━━ Input records ━━

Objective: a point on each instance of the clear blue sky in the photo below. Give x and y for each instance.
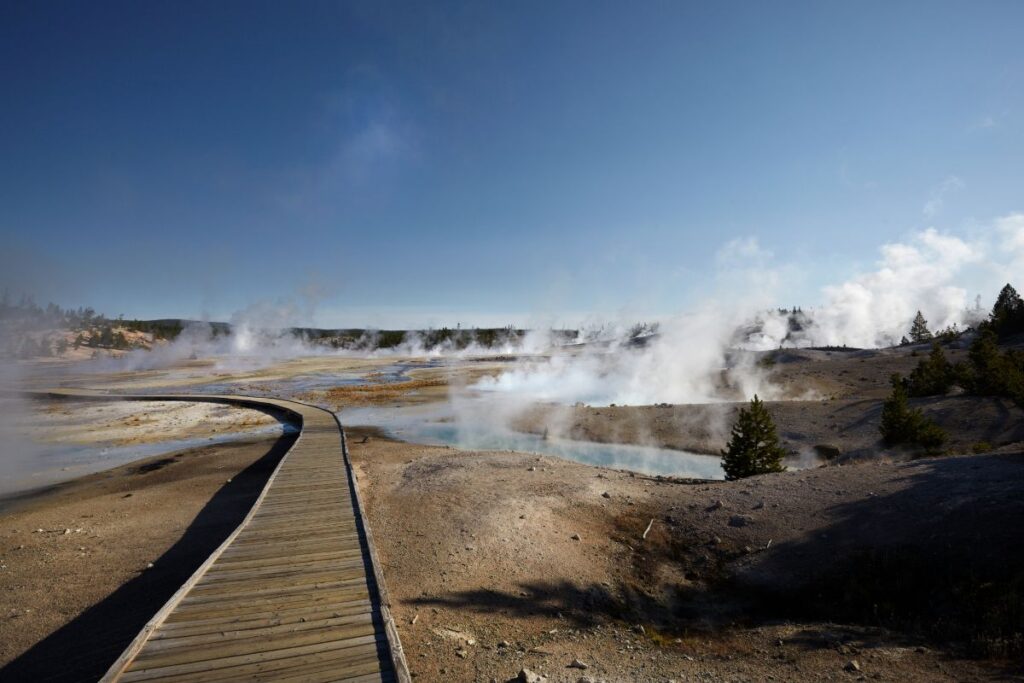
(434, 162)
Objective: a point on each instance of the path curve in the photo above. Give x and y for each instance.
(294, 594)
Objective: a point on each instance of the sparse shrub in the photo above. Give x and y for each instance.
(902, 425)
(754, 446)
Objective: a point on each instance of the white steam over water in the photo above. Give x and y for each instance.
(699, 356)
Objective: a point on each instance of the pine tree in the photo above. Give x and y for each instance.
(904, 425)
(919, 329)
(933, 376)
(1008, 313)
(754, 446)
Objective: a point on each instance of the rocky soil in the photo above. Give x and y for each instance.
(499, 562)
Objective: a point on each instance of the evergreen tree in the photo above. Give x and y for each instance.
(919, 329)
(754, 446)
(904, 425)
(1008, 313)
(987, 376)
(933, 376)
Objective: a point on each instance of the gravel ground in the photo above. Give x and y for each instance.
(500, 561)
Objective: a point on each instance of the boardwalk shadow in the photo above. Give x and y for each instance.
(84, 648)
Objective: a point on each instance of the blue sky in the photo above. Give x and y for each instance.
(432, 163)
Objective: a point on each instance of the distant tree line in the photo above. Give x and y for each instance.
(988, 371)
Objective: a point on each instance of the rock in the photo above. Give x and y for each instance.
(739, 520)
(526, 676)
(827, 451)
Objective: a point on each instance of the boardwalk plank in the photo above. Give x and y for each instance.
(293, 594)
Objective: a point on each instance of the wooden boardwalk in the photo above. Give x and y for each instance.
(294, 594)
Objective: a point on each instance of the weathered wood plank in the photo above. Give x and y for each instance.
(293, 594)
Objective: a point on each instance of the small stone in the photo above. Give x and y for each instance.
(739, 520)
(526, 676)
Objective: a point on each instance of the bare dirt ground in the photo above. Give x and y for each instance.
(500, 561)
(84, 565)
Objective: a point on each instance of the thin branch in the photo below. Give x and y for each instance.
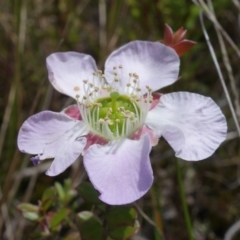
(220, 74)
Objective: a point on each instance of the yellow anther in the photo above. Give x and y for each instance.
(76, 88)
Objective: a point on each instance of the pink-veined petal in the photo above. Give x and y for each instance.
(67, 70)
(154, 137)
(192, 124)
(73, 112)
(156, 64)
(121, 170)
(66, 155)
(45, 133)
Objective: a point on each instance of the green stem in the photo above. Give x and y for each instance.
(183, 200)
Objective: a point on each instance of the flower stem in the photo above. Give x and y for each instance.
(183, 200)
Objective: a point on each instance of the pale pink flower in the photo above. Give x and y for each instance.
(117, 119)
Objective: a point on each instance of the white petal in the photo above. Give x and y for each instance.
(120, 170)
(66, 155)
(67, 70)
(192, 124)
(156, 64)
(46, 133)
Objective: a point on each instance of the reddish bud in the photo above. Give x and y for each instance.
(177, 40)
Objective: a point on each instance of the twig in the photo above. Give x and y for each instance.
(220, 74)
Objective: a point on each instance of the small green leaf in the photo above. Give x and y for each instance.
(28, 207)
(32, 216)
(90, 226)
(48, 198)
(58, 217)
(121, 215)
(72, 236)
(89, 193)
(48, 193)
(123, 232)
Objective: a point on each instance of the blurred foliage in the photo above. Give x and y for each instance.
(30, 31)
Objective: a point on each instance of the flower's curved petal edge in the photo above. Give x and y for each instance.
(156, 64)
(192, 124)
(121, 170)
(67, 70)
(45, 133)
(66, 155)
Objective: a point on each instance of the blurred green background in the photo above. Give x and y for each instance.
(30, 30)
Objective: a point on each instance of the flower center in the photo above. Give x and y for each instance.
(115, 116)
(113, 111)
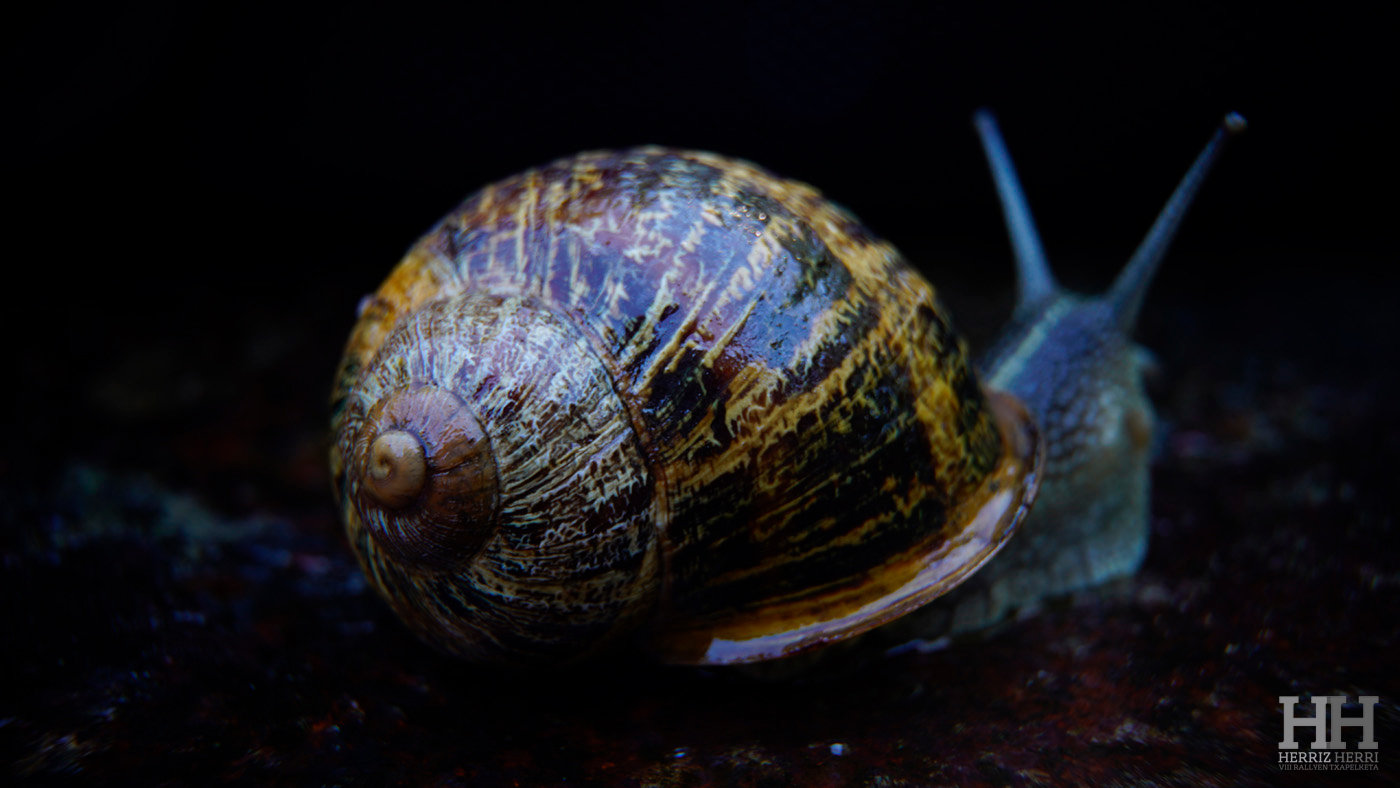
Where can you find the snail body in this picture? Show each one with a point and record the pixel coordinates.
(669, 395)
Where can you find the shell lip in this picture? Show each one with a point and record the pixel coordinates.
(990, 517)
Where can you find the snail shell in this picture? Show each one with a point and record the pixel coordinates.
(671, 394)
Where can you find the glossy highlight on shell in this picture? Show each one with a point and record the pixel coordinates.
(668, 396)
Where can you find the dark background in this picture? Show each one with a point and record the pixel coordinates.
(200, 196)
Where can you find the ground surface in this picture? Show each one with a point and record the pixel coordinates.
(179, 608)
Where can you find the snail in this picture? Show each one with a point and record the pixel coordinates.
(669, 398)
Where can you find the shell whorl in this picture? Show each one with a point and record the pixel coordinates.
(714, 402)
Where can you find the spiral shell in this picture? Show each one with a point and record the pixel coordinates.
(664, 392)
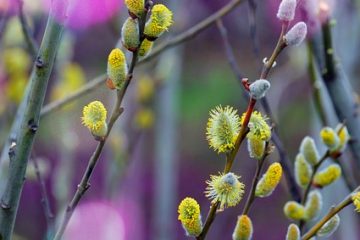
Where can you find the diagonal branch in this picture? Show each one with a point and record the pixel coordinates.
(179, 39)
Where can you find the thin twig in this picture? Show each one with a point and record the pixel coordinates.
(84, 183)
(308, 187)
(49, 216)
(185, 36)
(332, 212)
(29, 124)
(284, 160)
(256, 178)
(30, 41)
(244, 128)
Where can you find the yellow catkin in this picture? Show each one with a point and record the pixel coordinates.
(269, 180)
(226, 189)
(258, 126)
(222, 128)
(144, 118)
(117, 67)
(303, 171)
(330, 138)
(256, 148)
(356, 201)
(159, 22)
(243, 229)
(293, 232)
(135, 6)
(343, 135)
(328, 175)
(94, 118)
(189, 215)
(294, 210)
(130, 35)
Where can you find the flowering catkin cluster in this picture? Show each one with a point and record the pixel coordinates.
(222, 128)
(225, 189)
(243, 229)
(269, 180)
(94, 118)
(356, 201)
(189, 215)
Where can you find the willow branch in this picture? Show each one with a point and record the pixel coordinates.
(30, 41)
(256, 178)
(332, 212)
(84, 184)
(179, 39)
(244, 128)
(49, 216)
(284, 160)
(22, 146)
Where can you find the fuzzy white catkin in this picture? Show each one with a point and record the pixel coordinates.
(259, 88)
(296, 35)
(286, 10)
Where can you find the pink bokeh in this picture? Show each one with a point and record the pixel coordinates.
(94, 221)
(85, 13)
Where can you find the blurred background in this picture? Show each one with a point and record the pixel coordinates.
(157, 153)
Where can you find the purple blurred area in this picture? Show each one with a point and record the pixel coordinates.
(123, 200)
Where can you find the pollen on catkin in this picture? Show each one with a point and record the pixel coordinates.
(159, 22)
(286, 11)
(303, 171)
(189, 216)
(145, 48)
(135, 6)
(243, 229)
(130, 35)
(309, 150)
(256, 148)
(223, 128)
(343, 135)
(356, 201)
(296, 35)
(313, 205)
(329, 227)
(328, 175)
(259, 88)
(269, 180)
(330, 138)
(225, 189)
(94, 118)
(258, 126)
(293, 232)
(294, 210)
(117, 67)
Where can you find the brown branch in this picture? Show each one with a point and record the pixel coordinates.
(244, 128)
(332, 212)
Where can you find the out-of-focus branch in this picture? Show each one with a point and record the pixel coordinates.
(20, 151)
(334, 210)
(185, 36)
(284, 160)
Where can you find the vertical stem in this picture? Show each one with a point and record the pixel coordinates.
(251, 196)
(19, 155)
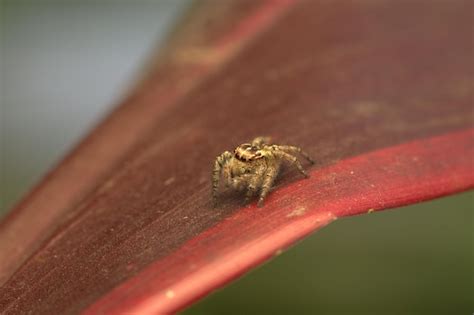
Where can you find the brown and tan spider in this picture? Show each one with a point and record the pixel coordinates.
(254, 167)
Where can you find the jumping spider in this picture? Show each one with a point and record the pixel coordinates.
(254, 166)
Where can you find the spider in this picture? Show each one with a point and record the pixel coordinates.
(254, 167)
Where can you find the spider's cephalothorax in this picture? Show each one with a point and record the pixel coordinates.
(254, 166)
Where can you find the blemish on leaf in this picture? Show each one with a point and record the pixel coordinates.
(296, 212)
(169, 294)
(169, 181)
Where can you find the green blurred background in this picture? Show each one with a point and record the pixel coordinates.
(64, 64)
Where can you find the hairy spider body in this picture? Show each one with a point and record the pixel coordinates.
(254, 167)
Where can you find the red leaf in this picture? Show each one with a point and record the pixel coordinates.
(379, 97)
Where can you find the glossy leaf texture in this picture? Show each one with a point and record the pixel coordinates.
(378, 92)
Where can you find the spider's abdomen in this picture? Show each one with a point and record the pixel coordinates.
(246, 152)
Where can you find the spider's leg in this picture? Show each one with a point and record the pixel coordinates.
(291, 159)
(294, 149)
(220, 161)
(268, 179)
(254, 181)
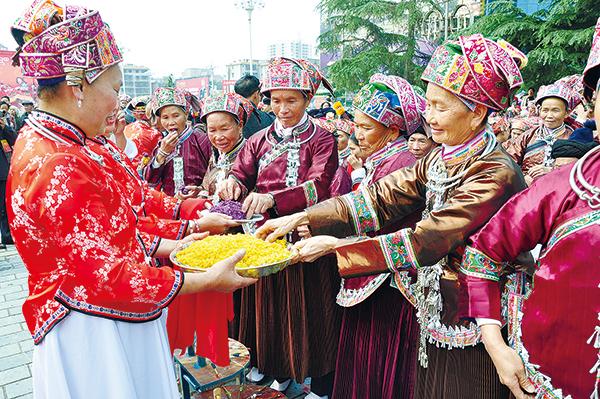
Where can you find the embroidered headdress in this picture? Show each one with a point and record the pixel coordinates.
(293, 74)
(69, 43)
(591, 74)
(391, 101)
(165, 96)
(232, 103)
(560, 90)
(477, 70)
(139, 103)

━━━

• [The problem]:
From the line containing "Where can you find the embroidered" to the final line above, output everything. Change nothing and add nothing.

• [Answer for the task]:
Where can you find the embroidered headdress in this picture? Show each one with a point and record the pixel coordinates.
(293, 74)
(69, 43)
(591, 74)
(391, 101)
(165, 96)
(232, 103)
(560, 90)
(477, 70)
(139, 103)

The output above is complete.